#### Written instruction:
All the data must come back unchanged, except that pictures are left out.

• • •

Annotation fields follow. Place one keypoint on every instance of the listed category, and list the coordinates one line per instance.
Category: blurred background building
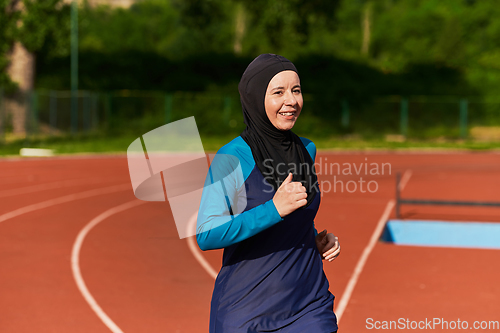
(373, 70)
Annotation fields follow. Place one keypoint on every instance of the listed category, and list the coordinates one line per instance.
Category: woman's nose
(290, 99)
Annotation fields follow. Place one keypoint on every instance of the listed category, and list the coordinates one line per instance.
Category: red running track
(145, 279)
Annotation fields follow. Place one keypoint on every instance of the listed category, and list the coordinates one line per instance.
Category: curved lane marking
(63, 199)
(49, 186)
(193, 247)
(75, 262)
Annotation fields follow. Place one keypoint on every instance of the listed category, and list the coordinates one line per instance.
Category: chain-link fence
(49, 113)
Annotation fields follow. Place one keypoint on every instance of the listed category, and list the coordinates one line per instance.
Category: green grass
(119, 144)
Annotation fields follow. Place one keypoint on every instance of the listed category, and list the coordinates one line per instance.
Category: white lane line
(75, 262)
(48, 186)
(404, 180)
(193, 247)
(64, 199)
(344, 300)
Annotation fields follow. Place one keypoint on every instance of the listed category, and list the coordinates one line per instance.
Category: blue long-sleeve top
(272, 275)
(216, 227)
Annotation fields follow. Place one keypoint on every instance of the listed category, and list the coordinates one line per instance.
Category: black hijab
(271, 147)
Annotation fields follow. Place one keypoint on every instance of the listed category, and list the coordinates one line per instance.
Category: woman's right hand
(290, 196)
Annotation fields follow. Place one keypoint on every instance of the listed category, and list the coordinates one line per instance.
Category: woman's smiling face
(283, 101)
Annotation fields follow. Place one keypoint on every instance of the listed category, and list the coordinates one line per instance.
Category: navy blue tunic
(272, 277)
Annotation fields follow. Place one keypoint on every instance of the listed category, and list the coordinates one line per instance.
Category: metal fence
(49, 113)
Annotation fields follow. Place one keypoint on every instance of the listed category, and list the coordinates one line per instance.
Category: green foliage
(41, 25)
(8, 20)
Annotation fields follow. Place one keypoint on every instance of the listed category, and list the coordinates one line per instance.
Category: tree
(28, 26)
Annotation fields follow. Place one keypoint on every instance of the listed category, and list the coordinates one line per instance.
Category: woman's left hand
(328, 245)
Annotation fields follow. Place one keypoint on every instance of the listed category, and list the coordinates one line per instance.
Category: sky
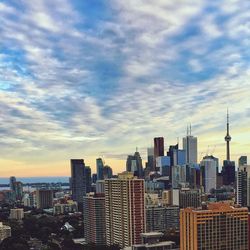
(98, 78)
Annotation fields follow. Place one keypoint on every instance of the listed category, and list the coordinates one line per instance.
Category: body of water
(55, 179)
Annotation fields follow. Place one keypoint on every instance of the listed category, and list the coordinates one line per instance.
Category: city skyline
(83, 80)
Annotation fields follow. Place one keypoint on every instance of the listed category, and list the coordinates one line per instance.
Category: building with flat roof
(214, 226)
(125, 210)
(5, 231)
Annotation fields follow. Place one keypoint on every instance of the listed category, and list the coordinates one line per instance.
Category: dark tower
(228, 138)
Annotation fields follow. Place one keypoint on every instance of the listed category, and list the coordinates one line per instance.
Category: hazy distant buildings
(216, 226)
(209, 166)
(44, 198)
(78, 180)
(94, 219)
(125, 210)
(190, 147)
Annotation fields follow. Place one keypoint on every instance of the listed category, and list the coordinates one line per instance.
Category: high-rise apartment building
(125, 210)
(16, 214)
(158, 146)
(87, 173)
(243, 186)
(209, 166)
(242, 160)
(44, 198)
(190, 147)
(217, 226)
(99, 168)
(94, 218)
(162, 218)
(5, 231)
(134, 164)
(78, 180)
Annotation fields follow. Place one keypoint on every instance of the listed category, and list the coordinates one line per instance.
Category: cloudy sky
(84, 79)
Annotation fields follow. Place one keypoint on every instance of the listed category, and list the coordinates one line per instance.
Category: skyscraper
(228, 169)
(99, 168)
(228, 138)
(242, 160)
(243, 186)
(125, 210)
(158, 146)
(78, 180)
(134, 164)
(209, 166)
(190, 147)
(88, 178)
(217, 226)
(94, 219)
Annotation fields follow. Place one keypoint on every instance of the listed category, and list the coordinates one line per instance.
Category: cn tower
(228, 138)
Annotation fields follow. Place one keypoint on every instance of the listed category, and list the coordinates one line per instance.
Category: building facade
(217, 226)
(125, 210)
(94, 218)
(78, 180)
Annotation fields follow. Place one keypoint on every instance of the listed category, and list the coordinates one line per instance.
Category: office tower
(242, 160)
(44, 198)
(162, 218)
(190, 147)
(209, 166)
(186, 197)
(5, 231)
(134, 164)
(163, 164)
(177, 156)
(150, 163)
(195, 176)
(179, 176)
(217, 226)
(12, 181)
(158, 146)
(125, 210)
(107, 172)
(16, 214)
(65, 208)
(228, 138)
(78, 180)
(94, 178)
(88, 179)
(94, 219)
(243, 186)
(100, 187)
(18, 190)
(99, 168)
(228, 172)
(228, 169)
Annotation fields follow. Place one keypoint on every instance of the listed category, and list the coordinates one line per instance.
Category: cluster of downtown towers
(177, 169)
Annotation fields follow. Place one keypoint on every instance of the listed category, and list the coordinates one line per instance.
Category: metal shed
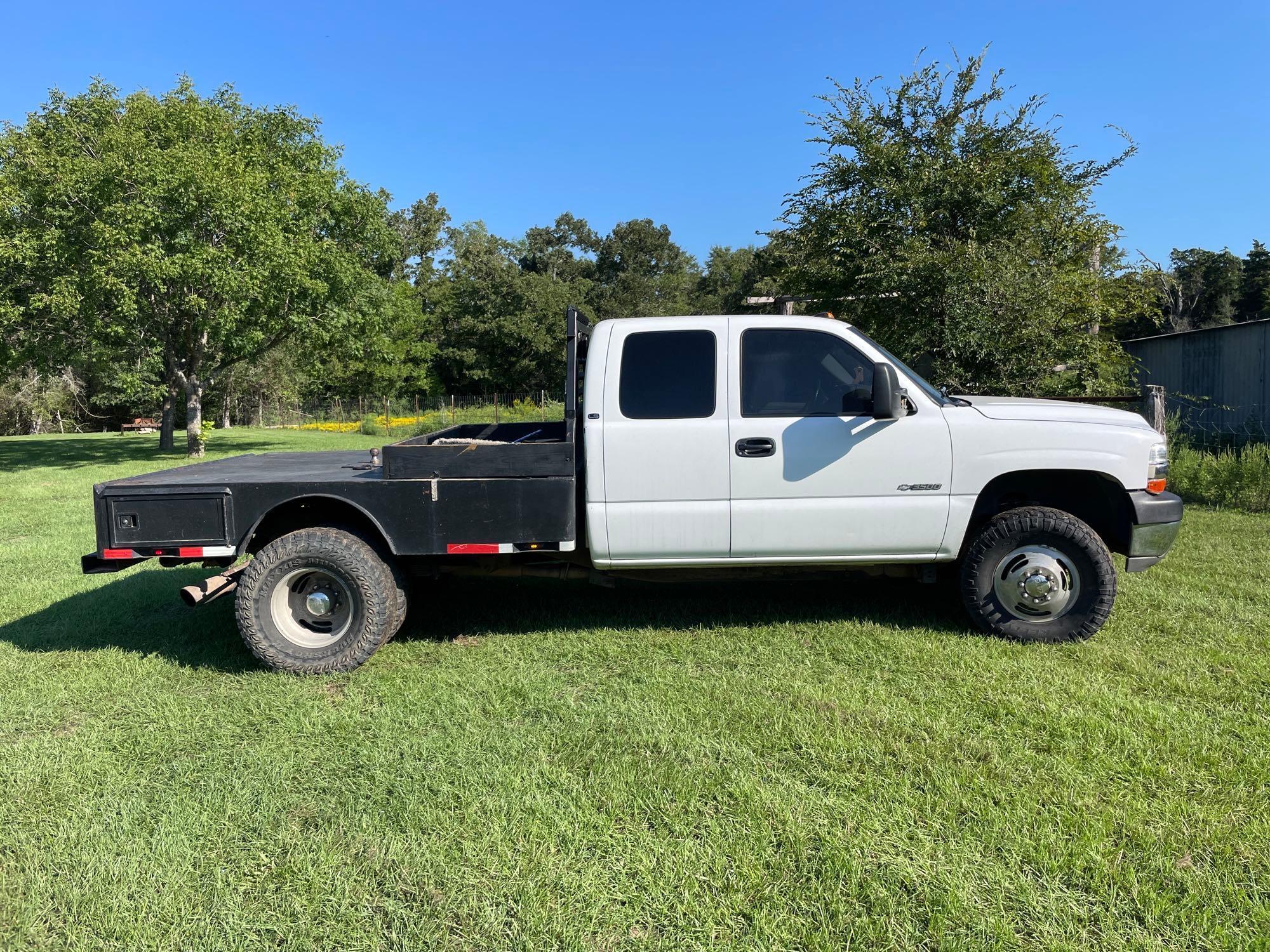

• • •

#### Finished exercise:
Annotation fields follow. Place one keypoint on every instance of the listed category, and list the coordinates one line per instance.
Category: blurred background building
(373, 70)
Annotation fields follow. Place one keypoint on every instance of the listed category, and list the coordinates one line per instance.
Category: woman's nose
(290, 99)
Annotation fields follow. Place one keypoint on every instance of the listed category, and list the coordinates one line per instance.
Category: red running track
(145, 279)
Annotation fields follow. Place one keypoint on every instance of the listed category, and list the coordinates one line per instance.
Category: curved lane marking
(63, 199)
(49, 186)
(193, 247)
(75, 262)
Annotation fields follow. Place one keypoint on every instance of the listed category, and list the coordinates one line per instance.
Category: chain-link fence
(49, 113)
Annotation fields follow. Place one keypoint on every instance of the listed category, and list the coordinates one line per instance.
Category: green grass
(119, 144)
Annotation fields follow. Place one keypoint on every instance of the listed category, and list the coordinates one line per instance.
Category: white lane line
(75, 262)
(48, 186)
(404, 180)
(193, 247)
(64, 199)
(344, 300)
Annotation fields follow. Place one keypoint on every instance of the listed category, and list the coordinates one line per instance.
Category: blue long-sleeve top
(272, 275)
(216, 227)
Annotation fields follow. Place one keypoint on every instance of the listed category, and list the coordinates one line per instance.
Category: black hijab
(271, 147)
Annotation fields follow. Place one keypoint on every instance of the listed category, and list the coordinates one line per instance.
Category: woman's right hand
(290, 196)
Annotation fields follow. Place one keypoint on every instance of the listed category, and list the coordinates one line per instance.
Category: woman's smiling face
(283, 101)
Annotation fields follow. Place one keypoint on every instance of the listed category, and list the coordinates one line per instance.
Category: navy blue tunic
(272, 277)
Annotation fields follow. Place one keypoint on every instance of the listed category, and list the coordinates one line per instance.
Category: metal fence
(49, 113)
Annotation fields follow. Place one keypoint on every instance of the listed category, and list the coordinates one line per instance.
Category: green foliage
(41, 25)
(8, 20)
Annotation fields follow. Place one keypoint on every instance of the listed category, and list the coordinates one line per instance.
Category: tree
(28, 26)
Annotation fields follow. Place one keypoint on every instance of the listed category, and list the coordinates one line per instance.
Category: woman's left hand
(328, 245)
Annotation fields follow. Place one keypoint on every instance of the listed category, and list the coordinates one line per instance.
Category: sky
(98, 78)
Annotation fields follow. Place one keypoint on every instance of the listed category, and list the coordinates one line per instance.
Category: body of water
(55, 179)
Annotation fields follow. Place one keypoint on every instance of the listed category, and list the coordinates one line per instance.
Category: city skyline
(83, 80)
Annotation fields follow. Place one keypoint on every instance of the listed category, and list the coordinates one line per instance.
Category: building with flat roof
(214, 226)
(125, 210)
(5, 231)
Annotation fields follow. Place one keypoint on every instance of the listed category, and list the coordinates one line per instance.
Category: dark tower
(228, 138)
Annotation fields follow. Place one keypoint on every instance of the listed category, and list the coordinates one line per instance.
Category: hazy distant buildings
(216, 226)
(209, 166)
(44, 198)
(78, 180)
(94, 219)
(125, 210)
(190, 147)
Annotation fields follow. Place one keypoint on every instance of the listed category, and list the coordinates one line per instance.
Category: high-rise apartment building
(125, 210)
(16, 214)
(158, 146)
(87, 173)
(243, 186)
(209, 166)
(242, 160)
(44, 198)
(190, 147)
(217, 226)
(99, 168)
(94, 218)
(162, 218)
(5, 231)
(134, 164)
(78, 180)
Annotation fields follow. Place one keypoint on every instance of the listed category, and list the coordinates one line per instance.
Category: cloudy sky
(84, 79)
Annotation fields follow. Place one keypoint on every instance of the listed category, and list the coordinates one line per instance.
Category: skyscraper
(228, 169)
(99, 168)
(228, 138)
(242, 160)
(243, 186)
(125, 210)
(158, 146)
(78, 180)
(134, 164)
(209, 166)
(190, 147)
(88, 178)
(217, 226)
(94, 219)
Annotation fields follow. Place one keypoint on every instance of the listed category, and list the coordinates one line per instance.
Category: cn tower
(228, 138)
Annotation fields follow. Place one keypoint on every instance of the listed category, and list the coordinates one line per instance.
Category: building facade
(217, 226)
(125, 210)
(94, 218)
(78, 180)
Annotation fields follow. Place one keypoint on every instance of the listed category, and list the coordinates one line per instance.
Category: office tower
(242, 160)
(44, 198)
(162, 218)
(190, 147)
(209, 166)
(186, 197)
(5, 231)
(134, 164)
(163, 164)
(177, 156)
(150, 163)
(195, 176)
(179, 176)
(217, 226)
(12, 181)
(158, 146)
(125, 210)
(107, 172)
(16, 214)
(65, 208)
(228, 138)
(78, 180)
(94, 178)
(88, 179)
(94, 219)
(243, 186)
(100, 187)
(18, 190)
(99, 168)
(228, 172)
(228, 169)
Annotation fields follow. Place one keypoint on every instance of the listed category, and list the coordinates one line per instance.
Category: cluster of downtown towers
(177, 169)
Annotation fields follow. Place one keypoint on every instance of the listed category, and list the coordinates one line per instance.
Category: metal shed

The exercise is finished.